== TASK INSTRUCTIONS ==
Find every line in the items below that contains the word "concrete", matching case, and copy each of those lines.

___ DATA SHOWN ___

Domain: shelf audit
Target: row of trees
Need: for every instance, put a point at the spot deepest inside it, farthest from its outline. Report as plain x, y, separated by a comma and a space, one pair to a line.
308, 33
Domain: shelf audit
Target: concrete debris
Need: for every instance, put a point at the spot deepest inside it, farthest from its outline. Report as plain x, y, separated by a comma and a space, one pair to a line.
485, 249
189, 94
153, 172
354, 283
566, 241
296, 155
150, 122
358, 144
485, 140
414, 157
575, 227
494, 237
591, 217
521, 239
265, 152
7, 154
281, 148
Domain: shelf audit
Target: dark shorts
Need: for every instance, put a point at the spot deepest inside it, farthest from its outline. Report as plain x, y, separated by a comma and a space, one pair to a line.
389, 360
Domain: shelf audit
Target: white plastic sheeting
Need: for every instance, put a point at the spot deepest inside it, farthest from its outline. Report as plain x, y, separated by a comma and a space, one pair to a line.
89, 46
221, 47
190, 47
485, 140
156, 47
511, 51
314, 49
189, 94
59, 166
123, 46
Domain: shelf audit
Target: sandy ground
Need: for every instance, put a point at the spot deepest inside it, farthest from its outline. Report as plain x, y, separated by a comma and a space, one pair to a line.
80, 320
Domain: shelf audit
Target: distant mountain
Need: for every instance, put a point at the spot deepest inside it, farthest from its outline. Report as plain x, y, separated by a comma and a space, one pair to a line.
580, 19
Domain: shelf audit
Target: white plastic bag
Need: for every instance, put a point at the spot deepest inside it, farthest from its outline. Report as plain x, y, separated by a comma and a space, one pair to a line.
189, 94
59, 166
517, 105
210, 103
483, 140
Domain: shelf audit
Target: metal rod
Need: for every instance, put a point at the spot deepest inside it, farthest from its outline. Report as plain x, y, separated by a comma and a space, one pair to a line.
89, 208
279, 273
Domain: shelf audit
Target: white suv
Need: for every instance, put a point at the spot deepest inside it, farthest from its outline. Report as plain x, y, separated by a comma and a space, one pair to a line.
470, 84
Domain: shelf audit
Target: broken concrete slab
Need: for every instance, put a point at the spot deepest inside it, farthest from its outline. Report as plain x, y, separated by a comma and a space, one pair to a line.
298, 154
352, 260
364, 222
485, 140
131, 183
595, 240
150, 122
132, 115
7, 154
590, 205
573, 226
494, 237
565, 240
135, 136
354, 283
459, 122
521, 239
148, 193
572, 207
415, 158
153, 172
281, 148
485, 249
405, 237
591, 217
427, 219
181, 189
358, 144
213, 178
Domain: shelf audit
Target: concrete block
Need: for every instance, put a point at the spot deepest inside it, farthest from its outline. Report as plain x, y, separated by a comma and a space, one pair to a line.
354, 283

___
___ DATA SHOWN ___

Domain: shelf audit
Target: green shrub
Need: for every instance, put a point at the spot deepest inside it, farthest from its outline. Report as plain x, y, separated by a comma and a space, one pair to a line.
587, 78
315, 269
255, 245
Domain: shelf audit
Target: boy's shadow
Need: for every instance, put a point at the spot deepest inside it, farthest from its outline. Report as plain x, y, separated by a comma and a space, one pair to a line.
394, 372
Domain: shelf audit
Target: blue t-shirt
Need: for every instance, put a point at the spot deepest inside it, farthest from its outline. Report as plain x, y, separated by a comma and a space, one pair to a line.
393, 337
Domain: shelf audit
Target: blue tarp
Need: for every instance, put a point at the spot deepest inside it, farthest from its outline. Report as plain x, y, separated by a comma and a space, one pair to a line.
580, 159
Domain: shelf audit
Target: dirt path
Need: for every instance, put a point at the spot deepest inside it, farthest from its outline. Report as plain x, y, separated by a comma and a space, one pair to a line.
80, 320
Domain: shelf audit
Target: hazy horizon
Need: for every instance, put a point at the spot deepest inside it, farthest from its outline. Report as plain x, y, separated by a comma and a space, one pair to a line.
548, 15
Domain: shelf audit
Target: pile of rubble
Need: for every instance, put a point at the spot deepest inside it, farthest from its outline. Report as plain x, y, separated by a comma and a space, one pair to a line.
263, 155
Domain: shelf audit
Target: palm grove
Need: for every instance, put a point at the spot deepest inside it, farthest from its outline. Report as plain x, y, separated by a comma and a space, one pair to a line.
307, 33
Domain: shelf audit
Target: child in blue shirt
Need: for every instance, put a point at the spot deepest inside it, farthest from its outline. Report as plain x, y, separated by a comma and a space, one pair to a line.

___
___ DATA SHOWN ___

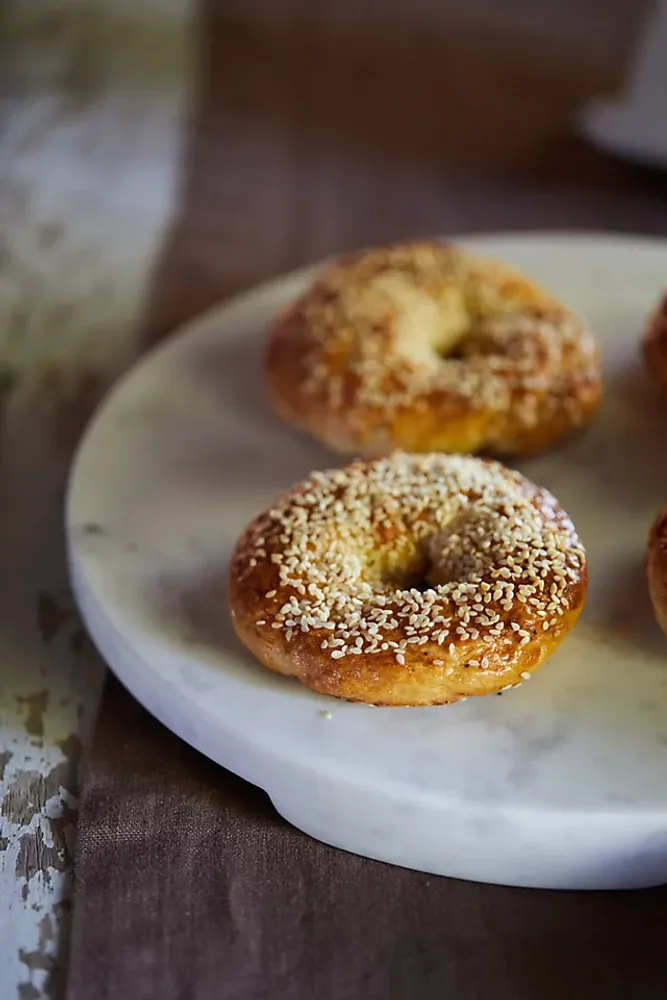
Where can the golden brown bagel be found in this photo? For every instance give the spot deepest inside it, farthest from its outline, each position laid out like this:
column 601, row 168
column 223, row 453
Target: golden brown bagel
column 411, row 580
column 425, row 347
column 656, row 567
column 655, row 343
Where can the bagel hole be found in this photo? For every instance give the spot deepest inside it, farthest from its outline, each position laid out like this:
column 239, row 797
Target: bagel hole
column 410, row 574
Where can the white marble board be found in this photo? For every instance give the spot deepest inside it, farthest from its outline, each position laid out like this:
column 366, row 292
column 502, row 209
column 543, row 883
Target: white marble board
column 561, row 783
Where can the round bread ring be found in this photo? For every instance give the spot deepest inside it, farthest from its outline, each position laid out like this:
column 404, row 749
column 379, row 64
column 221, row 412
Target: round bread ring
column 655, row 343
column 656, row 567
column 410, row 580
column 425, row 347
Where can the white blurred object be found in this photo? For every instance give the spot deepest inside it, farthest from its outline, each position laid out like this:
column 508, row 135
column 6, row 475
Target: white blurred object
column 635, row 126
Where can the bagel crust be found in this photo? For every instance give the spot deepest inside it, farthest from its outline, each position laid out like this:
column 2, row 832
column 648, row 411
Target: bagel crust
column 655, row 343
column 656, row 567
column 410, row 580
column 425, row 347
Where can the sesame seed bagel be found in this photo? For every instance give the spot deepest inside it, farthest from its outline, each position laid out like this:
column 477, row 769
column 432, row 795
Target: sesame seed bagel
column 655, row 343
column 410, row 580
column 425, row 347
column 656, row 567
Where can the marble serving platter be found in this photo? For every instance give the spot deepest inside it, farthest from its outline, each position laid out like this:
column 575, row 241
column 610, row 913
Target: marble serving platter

___

== FULL RESPONSE ==
Target: concrete debris
Target: broken concrete slab
Target: concrete block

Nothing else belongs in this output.